Starting at the line that contains "Objective — one dot per instance of the lit", write out every line to the end of the records below exactly, and leave out the pictures.

· · ·

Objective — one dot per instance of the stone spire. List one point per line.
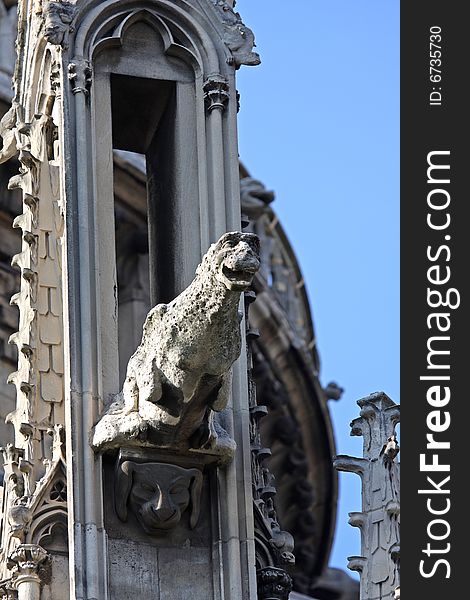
(379, 520)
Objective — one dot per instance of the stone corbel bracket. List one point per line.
(379, 520)
(158, 493)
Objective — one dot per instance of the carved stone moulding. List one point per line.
(157, 489)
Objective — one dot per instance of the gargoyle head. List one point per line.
(236, 259)
(158, 494)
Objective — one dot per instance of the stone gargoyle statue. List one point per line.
(181, 372)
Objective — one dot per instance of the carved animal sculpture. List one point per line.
(181, 372)
(158, 494)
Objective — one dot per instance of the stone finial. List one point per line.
(181, 372)
(379, 520)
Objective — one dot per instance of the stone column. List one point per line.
(26, 561)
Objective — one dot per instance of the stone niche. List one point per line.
(174, 556)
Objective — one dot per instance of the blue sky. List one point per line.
(319, 124)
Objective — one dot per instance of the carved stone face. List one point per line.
(158, 494)
(237, 260)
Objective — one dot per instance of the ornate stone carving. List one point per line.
(273, 584)
(58, 16)
(27, 563)
(80, 77)
(379, 520)
(237, 36)
(216, 93)
(7, 132)
(181, 372)
(158, 494)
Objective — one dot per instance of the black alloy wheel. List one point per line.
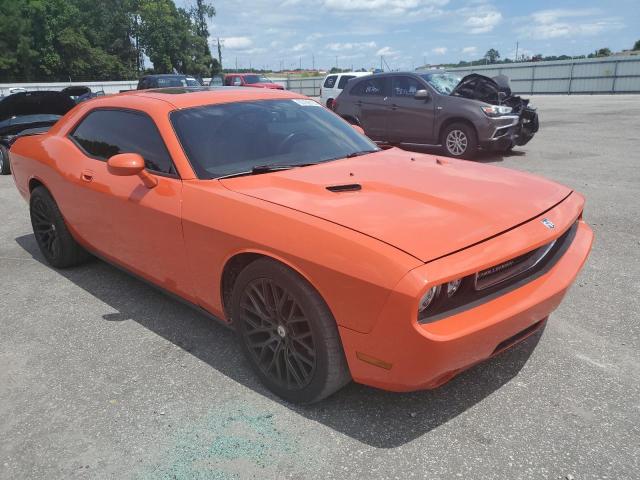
(5, 168)
(278, 334)
(287, 332)
(54, 240)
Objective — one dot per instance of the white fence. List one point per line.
(584, 76)
(106, 87)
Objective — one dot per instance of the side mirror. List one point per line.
(129, 164)
(358, 129)
(422, 95)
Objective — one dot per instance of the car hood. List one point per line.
(485, 89)
(35, 103)
(423, 205)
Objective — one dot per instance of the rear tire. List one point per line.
(459, 140)
(54, 240)
(287, 333)
(5, 167)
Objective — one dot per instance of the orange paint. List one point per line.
(371, 253)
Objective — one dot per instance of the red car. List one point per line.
(250, 80)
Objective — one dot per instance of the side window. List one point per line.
(372, 87)
(330, 81)
(406, 86)
(104, 133)
(343, 80)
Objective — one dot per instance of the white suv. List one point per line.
(333, 85)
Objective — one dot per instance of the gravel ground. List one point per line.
(101, 376)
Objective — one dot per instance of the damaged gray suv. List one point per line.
(463, 115)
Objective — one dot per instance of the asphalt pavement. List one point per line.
(102, 376)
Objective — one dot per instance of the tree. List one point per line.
(492, 55)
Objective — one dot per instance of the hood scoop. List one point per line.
(349, 187)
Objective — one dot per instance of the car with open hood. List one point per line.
(463, 115)
(28, 113)
(331, 258)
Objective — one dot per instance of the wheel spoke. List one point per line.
(277, 333)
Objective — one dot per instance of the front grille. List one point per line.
(509, 269)
(499, 279)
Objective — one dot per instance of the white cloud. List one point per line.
(237, 43)
(483, 23)
(339, 47)
(565, 23)
(387, 52)
(299, 47)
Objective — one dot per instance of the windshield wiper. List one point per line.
(361, 152)
(274, 167)
(267, 168)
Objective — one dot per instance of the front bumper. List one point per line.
(507, 132)
(420, 356)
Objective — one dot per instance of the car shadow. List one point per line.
(482, 156)
(375, 417)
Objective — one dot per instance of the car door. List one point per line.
(135, 226)
(371, 101)
(411, 120)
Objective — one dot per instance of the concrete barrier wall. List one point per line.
(584, 76)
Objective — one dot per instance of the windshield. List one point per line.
(443, 83)
(256, 79)
(232, 138)
(177, 81)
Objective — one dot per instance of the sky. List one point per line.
(409, 33)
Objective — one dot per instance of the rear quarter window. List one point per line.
(343, 80)
(330, 81)
(371, 87)
(104, 133)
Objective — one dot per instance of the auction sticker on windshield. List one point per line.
(306, 103)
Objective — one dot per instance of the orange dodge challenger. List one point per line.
(333, 259)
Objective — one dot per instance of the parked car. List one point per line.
(333, 84)
(439, 108)
(81, 93)
(167, 80)
(216, 81)
(26, 113)
(332, 259)
(250, 80)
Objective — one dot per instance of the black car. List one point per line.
(437, 107)
(167, 80)
(28, 113)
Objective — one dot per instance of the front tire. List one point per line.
(459, 140)
(5, 167)
(287, 333)
(54, 240)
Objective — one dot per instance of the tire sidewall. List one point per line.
(311, 307)
(5, 166)
(469, 133)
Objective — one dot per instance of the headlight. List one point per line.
(427, 298)
(496, 110)
(453, 286)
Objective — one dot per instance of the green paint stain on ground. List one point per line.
(227, 444)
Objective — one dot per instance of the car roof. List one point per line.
(185, 97)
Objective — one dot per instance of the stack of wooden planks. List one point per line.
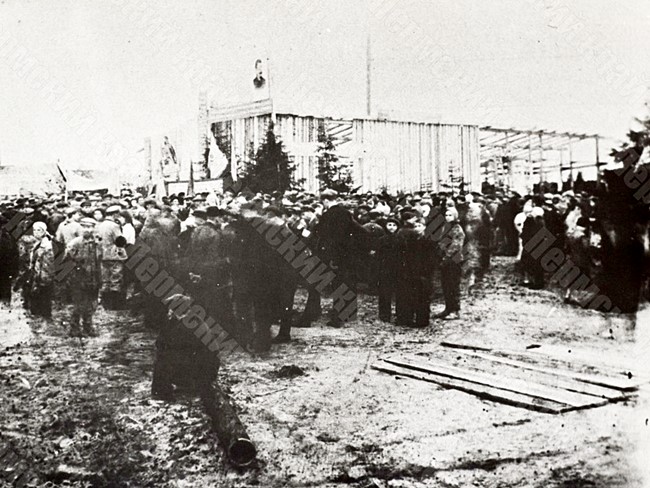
(543, 379)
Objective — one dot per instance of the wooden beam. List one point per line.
(483, 392)
(576, 400)
(562, 379)
(618, 380)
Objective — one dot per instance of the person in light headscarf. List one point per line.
(41, 273)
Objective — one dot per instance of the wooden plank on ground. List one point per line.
(481, 391)
(573, 399)
(567, 380)
(615, 381)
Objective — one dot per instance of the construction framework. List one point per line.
(522, 158)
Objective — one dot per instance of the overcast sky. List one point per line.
(135, 68)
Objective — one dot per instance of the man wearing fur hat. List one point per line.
(85, 253)
(114, 254)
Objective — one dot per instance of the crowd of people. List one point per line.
(73, 251)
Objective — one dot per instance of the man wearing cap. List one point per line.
(85, 252)
(113, 256)
(208, 268)
(70, 228)
(340, 243)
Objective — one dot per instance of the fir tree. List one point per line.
(270, 168)
(332, 173)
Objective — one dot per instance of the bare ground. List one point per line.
(78, 412)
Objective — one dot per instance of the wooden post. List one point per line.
(368, 75)
(541, 162)
(597, 160)
(570, 164)
(530, 162)
(231, 432)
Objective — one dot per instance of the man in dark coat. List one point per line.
(341, 243)
(415, 260)
(84, 282)
(208, 266)
(9, 261)
(387, 258)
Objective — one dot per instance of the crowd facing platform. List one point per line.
(388, 246)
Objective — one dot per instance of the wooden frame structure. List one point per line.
(394, 155)
(505, 152)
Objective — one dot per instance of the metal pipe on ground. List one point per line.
(231, 432)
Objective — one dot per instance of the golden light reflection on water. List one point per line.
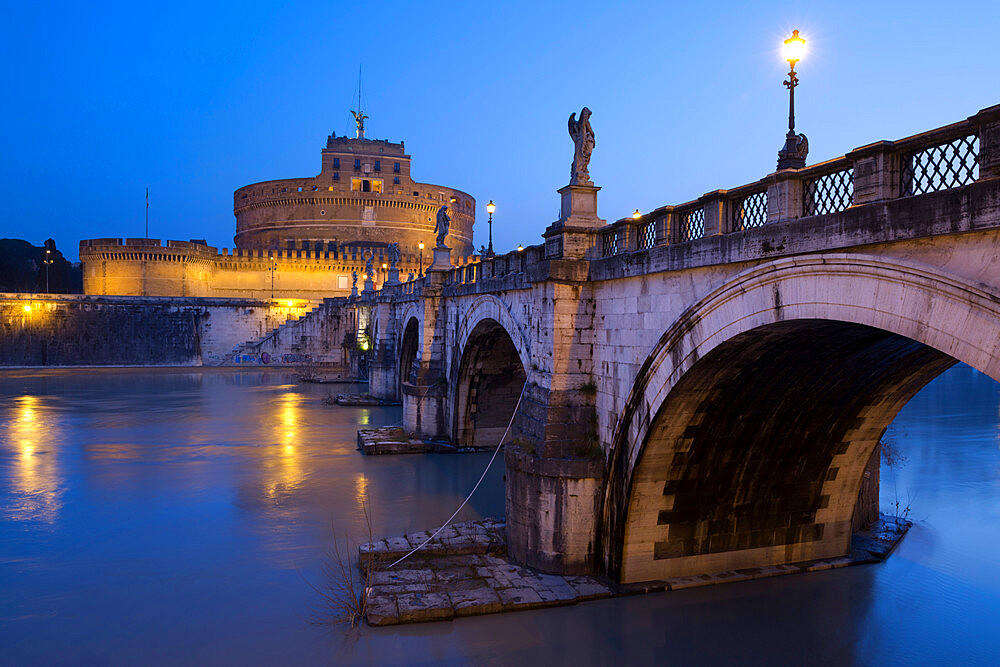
(361, 488)
(283, 472)
(35, 486)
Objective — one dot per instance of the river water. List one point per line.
(179, 516)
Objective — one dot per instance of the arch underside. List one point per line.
(490, 379)
(408, 353)
(756, 456)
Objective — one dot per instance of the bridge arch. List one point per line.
(409, 350)
(489, 370)
(747, 431)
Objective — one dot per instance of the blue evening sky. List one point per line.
(195, 100)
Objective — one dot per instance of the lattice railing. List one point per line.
(692, 225)
(947, 165)
(609, 243)
(751, 211)
(829, 193)
(646, 235)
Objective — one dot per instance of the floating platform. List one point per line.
(363, 400)
(394, 440)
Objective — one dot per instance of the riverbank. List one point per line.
(464, 571)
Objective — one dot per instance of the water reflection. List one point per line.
(31, 434)
(175, 514)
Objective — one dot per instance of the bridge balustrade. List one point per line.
(749, 211)
(944, 158)
(690, 225)
(950, 162)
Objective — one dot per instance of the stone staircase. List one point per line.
(303, 340)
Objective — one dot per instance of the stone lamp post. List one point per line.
(796, 148)
(489, 209)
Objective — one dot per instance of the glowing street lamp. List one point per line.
(272, 265)
(489, 209)
(47, 261)
(796, 148)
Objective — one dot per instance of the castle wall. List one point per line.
(77, 330)
(144, 267)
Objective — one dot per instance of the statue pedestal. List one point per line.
(579, 206)
(442, 259)
(573, 235)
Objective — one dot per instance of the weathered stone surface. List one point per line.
(587, 588)
(475, 601)
(401, 576)
(422, 607)
(381, 610)
(520, 598)
(438, 587)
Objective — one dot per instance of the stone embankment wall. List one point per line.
(325, 335)
(80, 330)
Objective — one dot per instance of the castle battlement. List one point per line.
(299, 237)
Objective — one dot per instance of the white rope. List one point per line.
(481, 478)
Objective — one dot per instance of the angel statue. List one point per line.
(360, 118)
(583, 146)
(441, 227)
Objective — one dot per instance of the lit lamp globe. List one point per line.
(794, 48)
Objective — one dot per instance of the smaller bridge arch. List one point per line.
(489, 370)
(748, 428)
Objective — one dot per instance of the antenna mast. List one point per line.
(359, 116)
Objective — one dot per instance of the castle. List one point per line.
(302, 238)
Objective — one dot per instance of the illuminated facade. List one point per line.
(298, 238)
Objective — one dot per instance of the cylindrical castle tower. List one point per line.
(362, 198)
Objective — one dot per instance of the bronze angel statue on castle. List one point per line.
(583, 146)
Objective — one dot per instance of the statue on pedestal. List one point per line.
(442, 225)
(583, 146)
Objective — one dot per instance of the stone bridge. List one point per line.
(702, 387)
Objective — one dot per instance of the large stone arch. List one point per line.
(747, 430)
(488, 371)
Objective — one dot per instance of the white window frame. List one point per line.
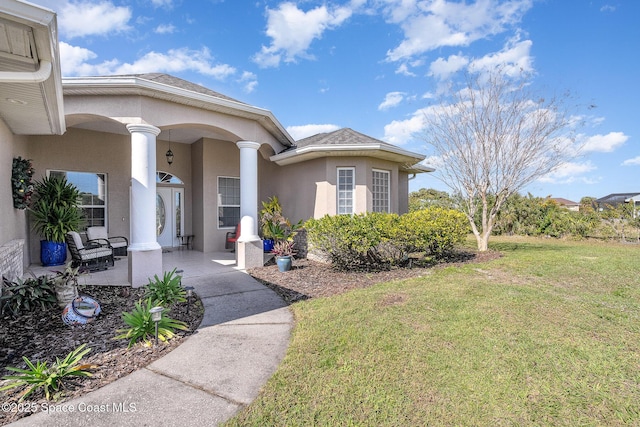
(221, 205)
(345, 193)
(104, 206)
(380, 196)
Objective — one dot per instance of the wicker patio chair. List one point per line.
(90, 256)
(118, 243)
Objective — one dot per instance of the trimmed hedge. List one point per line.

· · ·

• [SOLUTION BELOW]:
Objective — one dot per instance of the lit lamp globe. List one point per line.
(794, 48)
Objective — one dot per instance of the smaller bridge arch. List one point per line.
(489, 370)
(748, 428)
Objective — one dot per instance of the antenna mast. List one point per line.
(359, 116)
Objective — one dot per instance of the castle. List one point per line.
(302, 238)
Objective — one dot per instance of the illuminated facade. List one point per line.
(298, 238)
Objective — one dot per instance of the cylindrical castle tower. List one point per line.
(362, 198)
Objective — one dot per instance of the bronze angel statue on castle. List one point per line.
(583, 146)
Objective — one dot per instance of the statue on pedestal. List one point per line.
(442, 225)
(583, 146)
Objective — one dot per instance of the stone bridge. List one point per line.
(702, 387)
Objective — one dot per instance of the large stone arch. List one point per line.
(747, 430)
(488, 371)
Objective — one dot per instance of the white window frame. List one point per line.
(221, 205)
(345, 193)
(104, 206)
(380, 196)
Objective — one dot per instance of the wicker patio chair. List one point per line.
(90, 256)
(118, 243)
Objective — one dot per instance of the trimmed hedge. List one point per line.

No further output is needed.